>> START Entries provided
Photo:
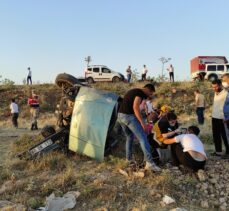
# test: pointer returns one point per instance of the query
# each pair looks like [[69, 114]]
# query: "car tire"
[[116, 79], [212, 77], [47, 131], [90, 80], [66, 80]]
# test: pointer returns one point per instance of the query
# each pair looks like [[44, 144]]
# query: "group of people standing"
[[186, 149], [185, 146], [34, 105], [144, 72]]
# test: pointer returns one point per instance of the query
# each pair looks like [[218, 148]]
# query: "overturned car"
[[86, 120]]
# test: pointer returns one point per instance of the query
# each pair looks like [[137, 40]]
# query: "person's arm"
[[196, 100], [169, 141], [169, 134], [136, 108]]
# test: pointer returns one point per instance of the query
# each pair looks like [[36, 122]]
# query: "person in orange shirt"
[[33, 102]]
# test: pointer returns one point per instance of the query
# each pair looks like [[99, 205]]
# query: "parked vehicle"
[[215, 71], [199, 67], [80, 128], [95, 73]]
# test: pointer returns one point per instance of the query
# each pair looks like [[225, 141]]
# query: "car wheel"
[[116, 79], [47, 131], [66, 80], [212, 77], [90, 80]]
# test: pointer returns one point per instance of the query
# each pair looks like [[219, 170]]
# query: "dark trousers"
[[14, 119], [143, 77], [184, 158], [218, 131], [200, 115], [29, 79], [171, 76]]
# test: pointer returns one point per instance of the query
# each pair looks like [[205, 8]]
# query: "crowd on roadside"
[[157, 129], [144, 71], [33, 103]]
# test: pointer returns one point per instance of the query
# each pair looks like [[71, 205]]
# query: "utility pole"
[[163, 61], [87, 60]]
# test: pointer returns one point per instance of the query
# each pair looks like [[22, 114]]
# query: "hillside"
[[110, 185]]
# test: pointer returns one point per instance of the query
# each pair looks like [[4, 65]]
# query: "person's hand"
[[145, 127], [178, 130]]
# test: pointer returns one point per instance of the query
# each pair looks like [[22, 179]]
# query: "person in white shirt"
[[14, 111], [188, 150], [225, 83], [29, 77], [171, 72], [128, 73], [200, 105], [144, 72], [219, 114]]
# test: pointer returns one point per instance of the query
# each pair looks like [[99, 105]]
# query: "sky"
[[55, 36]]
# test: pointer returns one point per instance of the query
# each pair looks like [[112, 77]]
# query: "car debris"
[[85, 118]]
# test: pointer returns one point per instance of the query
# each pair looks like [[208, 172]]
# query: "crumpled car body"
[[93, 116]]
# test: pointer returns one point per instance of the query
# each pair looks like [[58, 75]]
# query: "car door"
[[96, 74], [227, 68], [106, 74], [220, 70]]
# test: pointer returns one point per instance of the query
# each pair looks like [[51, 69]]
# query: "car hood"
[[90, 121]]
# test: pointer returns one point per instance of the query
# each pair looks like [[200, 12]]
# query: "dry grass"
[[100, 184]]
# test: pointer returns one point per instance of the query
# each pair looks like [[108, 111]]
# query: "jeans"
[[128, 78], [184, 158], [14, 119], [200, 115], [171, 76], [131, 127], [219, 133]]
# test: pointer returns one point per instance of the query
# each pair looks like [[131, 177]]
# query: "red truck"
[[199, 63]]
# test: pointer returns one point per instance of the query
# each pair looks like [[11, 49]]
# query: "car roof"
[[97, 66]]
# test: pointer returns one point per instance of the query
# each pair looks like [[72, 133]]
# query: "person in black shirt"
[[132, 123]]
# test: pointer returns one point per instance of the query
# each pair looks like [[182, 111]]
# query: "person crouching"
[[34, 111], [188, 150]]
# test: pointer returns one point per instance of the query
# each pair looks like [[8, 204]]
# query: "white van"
>> END Entries provided
• Stated problem
Could you rewrite the lines above with "utility pole" changed to "telephone pole" and nothing else altered? Leave the pictures out.

• Exercise result
Photo:
# test: pointer returns one point per instance of the query
# each pair looks like [[69, 114]]
# query: "car tire"
[[116, 79], [212, 77], [47, 131], [90, 80], [66, 80]]
# test: pointer returns one point per instance of the query
# each pair looks like [[44, 144]]
# query: "group of people standing"
[[186, 149], [185, 146], [34, 105], [144, 72]]
# test: pointer returns one point per instance of the query
# each pair looks like [[218, 148]]
# query: "overturned car"
[[86, 120]]
# test: pointer returns one point per instance of the query
# each pair looks like [[137, 40]]
# query: "person's arm"
[[196, 100], [169, 141], [169, 134], [136, 108]]
# test: pointer returns one point per instance of the query
# each pair looks like [[36, 122]]
# query: "person in orange shirt"
[[33, 102]]
# test: pointer returns one point per instance of the query
# each pair looks like [[99, 205]]
# query: "parked vehicle"
[[215, 71], [199, 67], [80, 128], [95, 73]]
# test: pointer returns one point per instance of the query
# each pair looks like [[225, 141]]
# query: "car wheel"
[[116, 79], [47, 131], [66, 80], [212, 77], [90, 80]]
# test: pointer returns one point per instance of the query
# each pair looks like [[219, 170]]
# query: "dark trousers"
[[14, 119], [143, 77], [184, 158], [218, 131], [200, 115], [29, 79], [171, 76]]
# test: pointer returns one point per instance of the query
# each pair looks like [[205, 8]]
# query: "crowd on roadside"
[[157, 129], [144, 71], [33, 103]]
# test: pointer returns one point per instance of the query
# each pair looks like [[71, 205]]
# query: "telephone pole"
[[163, 61], [87, 60]]
# test: pointer returns one point per instance of the query
# each pair looks like [[22, 114]]
# query: "hillside"
[[110, 185]]
# test: pointer returns one point per instance of the query
# each pair looks like [[4, 65]]
# query: "person's hand"
[[145, 127], [178, 130]]
# test: pointer returns one point per instance of the query
# each pair looks like [[22, 179]]
# query: "person in white shirt"
[[14, 111], [188, 150], [225, 83], [29, 77], [171, 72], [128, 73], [200, 105], [144, 72], [219, 114]]
# test: pointer returns one point per instance of the query
# each pair looks like [[99, 105]]
# query: "sky"
[[55, 36]]
# test: pointer returns one point per instance of the query
# each pair looks like [[112, 77]]
# query: "car debris"
[[85, 118]]
# test: pointer returns one point per instance of the query
# each pair looks like [[208, 172]]
# query: "crumpled car body"
[[93, 116]]
# test: pointer returns one point per instance of the query
# each pair looks like [[58, 75]]
# query: "car door"
[[96, 74], [227, 68], [106, 74], [220, 70]]
# test: pointer returns one point per instance of the query
# each pair looks like [[51, 69]]
# query: "car hood"
[[90, 121]]
# test: pointer returns one point per instance of the query
# each pair looks like [[200, 12]]
# query: "dry grass"
[[100, 184]]
# test: pointer returns one point per instance of the query
# each pair looks like [[108, 111]]
# query: "jeans"
[[128, 78], [184, 158], [14, 119], [200, 115], [171, 76], [131, 127], [219, 133]]
# test: pointer returns one point per instance of the query
# each pair looks like [[131, 177]]
# query: "red truck"
[[199, 63]]
# test: pointer returns one point per instance of the query
# each pair looks like [[11, 49]]
# query: "car roof"
[[97, 66]]
# test: pointer returns one point per instance of the query
# each pair looks like [[72, 133]]
# query: "person in black shirt"
[[132, 123]]
# test: pointer returns one point per instance of the query
# each pair looks like [[182, 111]]
# query: "person crouching"
[[34, 111], [188, 150]]
# test: pointer returns one point per instance of the query
# each pair looks like [[8, 204]]
# query: "white van"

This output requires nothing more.